-- START --

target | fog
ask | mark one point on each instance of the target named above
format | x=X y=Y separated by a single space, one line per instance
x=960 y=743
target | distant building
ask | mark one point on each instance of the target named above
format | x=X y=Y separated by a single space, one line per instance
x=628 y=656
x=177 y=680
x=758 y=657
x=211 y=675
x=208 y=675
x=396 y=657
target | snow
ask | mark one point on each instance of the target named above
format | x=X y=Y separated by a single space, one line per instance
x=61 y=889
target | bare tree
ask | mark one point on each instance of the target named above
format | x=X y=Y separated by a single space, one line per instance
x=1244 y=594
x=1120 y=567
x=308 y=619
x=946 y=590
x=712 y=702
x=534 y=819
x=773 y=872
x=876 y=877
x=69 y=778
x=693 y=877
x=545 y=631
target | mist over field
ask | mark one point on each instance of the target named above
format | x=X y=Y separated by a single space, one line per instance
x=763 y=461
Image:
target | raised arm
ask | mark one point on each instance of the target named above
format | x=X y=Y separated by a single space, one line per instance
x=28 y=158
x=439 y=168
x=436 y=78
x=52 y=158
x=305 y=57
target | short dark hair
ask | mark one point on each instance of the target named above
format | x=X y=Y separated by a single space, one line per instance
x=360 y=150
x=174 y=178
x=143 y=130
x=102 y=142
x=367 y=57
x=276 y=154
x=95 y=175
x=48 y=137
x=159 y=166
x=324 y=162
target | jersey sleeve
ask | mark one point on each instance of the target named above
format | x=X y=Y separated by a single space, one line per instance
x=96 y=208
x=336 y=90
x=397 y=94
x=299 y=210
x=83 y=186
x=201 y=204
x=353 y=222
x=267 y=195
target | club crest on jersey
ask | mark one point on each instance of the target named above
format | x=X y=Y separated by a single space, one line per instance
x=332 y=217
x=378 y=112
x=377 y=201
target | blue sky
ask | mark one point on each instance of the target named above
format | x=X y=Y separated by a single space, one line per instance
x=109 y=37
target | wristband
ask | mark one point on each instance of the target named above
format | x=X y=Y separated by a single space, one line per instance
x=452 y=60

-- END --

Written exercise. Give the part of the data that opens with the line containing "target | jersey sleeve" and closes with the line containing "x=267 y=195", both lines included, as a JSON list of strings with one string per line and blank lines left out.

Reply.
[
  "target | jersey sleeve",
  "ask | mark one point on each instance of the target named above",
  "format | x=X y=Y separated by a single space, one line per instance",
  "x=96 y=208",
  "x=336 y=90",
  "x=397 y=94",
  "x=299 y=210",
  "x=83 y=186",
  "x=201 y=204",
  "x=353 y=222",
  "x=267 y=195"
]